» **Task details**: Only the lines from the one containing "Where does a point fall on the windshield?" to the end of the records belong in the output; print them exactly.

Pointing dataset excerpts:
-.-.-

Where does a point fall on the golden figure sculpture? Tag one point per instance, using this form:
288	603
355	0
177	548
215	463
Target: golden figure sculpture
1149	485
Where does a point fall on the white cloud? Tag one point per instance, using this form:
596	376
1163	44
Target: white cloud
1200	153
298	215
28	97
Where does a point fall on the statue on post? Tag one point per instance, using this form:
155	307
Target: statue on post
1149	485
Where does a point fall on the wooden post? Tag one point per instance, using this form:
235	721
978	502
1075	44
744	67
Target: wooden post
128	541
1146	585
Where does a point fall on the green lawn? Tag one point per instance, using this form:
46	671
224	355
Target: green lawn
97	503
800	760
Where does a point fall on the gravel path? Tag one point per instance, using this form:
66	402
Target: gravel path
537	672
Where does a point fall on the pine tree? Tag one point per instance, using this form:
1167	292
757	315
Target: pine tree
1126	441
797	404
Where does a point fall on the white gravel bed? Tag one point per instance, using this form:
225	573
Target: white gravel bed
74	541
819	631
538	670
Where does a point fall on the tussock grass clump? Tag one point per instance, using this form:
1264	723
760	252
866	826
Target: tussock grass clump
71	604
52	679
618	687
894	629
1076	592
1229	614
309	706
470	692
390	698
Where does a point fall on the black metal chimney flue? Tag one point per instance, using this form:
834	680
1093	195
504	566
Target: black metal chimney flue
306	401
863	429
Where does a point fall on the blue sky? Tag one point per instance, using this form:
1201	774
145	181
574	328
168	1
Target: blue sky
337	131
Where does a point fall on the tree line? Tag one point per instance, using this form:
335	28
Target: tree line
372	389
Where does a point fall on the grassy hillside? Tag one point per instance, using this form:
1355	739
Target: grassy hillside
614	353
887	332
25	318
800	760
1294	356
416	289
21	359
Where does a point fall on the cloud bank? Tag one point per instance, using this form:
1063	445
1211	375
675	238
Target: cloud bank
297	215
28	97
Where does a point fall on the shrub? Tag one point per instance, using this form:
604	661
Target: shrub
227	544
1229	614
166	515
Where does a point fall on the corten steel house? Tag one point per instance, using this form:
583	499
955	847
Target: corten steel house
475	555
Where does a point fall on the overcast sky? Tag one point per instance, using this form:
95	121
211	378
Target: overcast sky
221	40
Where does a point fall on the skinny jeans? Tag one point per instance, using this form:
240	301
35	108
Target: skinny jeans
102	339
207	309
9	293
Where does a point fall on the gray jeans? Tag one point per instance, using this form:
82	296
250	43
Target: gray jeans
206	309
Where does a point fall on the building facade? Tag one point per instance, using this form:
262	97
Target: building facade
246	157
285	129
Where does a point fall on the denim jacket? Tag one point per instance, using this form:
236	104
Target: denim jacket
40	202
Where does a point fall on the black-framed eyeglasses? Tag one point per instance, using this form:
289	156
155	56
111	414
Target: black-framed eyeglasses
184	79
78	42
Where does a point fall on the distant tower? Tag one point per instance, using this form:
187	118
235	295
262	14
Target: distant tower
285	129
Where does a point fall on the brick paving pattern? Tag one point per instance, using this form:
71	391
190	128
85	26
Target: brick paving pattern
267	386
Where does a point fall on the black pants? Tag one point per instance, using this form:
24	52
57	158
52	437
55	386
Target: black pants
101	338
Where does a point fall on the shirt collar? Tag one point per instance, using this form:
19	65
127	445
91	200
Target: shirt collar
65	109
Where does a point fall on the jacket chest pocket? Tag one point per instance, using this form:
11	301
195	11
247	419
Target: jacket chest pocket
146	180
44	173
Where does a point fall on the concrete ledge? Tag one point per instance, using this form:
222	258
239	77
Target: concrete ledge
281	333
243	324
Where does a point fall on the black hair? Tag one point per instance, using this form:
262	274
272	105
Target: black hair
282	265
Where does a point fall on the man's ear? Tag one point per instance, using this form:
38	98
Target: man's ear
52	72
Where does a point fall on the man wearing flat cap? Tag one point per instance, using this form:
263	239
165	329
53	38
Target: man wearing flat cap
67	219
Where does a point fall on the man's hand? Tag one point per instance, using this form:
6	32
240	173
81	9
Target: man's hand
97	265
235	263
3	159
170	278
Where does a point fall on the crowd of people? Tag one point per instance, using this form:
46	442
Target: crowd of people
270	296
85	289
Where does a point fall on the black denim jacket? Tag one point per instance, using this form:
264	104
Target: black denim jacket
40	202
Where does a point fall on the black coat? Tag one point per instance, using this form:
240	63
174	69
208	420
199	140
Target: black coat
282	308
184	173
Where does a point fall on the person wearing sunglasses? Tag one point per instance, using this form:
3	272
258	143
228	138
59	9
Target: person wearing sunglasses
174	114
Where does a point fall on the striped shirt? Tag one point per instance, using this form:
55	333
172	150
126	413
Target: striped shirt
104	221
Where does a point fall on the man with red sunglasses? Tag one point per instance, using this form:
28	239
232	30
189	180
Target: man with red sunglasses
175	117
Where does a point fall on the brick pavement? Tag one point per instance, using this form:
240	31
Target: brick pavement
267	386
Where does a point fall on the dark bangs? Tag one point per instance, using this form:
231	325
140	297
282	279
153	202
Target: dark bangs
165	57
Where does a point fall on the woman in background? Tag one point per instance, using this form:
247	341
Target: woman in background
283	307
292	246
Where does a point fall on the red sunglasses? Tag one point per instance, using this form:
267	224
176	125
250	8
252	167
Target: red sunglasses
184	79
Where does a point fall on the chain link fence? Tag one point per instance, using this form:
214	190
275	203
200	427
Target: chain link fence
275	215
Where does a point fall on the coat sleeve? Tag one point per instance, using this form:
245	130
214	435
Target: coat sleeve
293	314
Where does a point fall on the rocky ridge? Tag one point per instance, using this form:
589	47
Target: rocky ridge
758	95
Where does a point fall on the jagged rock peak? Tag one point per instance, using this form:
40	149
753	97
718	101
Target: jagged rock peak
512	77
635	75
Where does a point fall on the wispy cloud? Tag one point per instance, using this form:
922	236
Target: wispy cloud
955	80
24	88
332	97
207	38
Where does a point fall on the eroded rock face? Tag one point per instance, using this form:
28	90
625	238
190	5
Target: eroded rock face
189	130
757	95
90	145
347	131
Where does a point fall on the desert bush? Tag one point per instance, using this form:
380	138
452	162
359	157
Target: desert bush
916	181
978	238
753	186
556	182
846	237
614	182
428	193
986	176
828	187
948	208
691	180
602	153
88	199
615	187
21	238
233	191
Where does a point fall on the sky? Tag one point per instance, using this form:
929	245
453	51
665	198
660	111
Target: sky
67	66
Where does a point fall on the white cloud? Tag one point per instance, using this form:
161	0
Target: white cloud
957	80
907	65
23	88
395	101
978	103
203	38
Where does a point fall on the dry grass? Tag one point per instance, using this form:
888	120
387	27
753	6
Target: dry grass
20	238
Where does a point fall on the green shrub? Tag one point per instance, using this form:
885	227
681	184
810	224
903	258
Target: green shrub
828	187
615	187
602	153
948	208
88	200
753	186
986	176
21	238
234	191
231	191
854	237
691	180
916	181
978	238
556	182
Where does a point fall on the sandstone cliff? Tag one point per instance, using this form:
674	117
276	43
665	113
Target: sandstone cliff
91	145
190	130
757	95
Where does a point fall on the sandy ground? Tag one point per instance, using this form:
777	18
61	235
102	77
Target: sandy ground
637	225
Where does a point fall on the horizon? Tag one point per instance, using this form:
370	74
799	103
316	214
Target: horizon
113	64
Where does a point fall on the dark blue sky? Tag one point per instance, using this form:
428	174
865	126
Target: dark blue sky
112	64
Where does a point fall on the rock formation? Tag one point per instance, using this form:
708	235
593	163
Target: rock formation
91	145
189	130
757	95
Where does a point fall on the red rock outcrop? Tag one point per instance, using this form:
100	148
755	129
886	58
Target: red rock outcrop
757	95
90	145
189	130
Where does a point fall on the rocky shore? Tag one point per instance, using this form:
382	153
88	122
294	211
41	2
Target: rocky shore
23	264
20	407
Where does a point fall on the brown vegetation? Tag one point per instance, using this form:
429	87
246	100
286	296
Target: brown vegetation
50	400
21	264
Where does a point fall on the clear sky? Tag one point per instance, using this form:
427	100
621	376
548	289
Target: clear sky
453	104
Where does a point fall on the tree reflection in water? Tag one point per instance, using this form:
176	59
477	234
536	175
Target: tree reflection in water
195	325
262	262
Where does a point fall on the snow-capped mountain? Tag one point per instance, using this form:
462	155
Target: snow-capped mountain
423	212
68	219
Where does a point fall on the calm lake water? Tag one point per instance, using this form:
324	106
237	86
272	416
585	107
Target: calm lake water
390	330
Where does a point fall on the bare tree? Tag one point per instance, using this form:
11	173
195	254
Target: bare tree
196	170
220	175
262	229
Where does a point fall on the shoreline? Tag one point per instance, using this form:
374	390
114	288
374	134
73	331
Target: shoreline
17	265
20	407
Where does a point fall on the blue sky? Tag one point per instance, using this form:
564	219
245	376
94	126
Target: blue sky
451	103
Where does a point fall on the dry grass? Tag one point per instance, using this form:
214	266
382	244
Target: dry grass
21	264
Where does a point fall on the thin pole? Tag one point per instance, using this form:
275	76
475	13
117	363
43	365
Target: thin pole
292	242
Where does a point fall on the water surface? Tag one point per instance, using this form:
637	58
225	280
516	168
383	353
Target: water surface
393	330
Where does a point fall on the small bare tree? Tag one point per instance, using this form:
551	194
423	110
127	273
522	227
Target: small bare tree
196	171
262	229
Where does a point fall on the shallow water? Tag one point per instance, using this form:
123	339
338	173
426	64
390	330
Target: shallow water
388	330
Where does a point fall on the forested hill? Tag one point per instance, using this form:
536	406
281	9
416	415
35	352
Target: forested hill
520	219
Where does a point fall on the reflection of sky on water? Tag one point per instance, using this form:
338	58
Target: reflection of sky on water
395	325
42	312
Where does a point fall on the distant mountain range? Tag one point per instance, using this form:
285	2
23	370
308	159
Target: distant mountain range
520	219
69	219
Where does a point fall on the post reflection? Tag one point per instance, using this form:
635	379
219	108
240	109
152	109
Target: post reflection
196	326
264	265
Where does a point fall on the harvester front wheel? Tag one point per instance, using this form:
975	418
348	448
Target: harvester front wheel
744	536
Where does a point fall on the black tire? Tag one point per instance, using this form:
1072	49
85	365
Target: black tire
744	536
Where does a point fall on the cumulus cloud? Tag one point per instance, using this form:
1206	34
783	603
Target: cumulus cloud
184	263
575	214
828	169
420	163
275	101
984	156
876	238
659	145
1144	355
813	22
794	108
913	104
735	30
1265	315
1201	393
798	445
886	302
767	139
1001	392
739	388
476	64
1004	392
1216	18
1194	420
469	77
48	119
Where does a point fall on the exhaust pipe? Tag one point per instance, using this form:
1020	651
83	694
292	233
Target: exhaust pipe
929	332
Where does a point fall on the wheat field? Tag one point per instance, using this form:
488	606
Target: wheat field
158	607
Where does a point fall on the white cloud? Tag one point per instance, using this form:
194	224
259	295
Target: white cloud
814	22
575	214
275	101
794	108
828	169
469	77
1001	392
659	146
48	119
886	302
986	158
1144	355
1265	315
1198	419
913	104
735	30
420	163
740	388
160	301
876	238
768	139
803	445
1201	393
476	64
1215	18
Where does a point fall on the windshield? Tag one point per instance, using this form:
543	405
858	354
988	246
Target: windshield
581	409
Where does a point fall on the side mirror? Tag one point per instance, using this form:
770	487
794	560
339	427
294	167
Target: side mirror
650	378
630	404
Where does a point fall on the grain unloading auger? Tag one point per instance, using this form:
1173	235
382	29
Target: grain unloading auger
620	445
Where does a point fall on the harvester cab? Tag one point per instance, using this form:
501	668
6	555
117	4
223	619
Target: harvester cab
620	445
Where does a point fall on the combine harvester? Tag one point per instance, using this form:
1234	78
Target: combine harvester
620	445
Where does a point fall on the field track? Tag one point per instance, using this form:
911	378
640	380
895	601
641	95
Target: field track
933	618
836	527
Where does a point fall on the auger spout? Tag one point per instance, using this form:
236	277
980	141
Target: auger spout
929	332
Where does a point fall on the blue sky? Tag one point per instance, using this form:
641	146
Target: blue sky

-.-.-

» **Problem solution**:
Where does a point fall on the windshield? Tag one point per instance, using this form:
543	405
858	354
988	246
Target: windshield
581	409
Where does a point fall on the side mirror? Tag one point per instance, using this form:
770	487
794	560
339	427
294	167
Target: side mirror
650	378
630	404
Where does a point fall on the grain unloading auger? Tag one point per instance, using this form:
1173	235
382	29
Target: grain unloading auger
620	445
Where does a point fall on the harvester cab? Tag one point per instance, using this form:
501	668
6	555
117	4
223	619
Target: harvester cab
620	445
Where does a point fall on the combine harvester? Tag one point per instance, using this form:
1234	78
Target: combine harvester
620	445
Where does a point fall on the field track? Tag one point per instance, using this form:
911	378
640	380
895	601
641	95
Target: field track
933	618
836	527
Where does a point fall on the auger spout? Tag one point per instance, using this form:
236	277
980	141
Target: auger spout
929	332
Where does a point fall on the blue sky? Tag one point per instance, using this form:
641	146
Target: blue sky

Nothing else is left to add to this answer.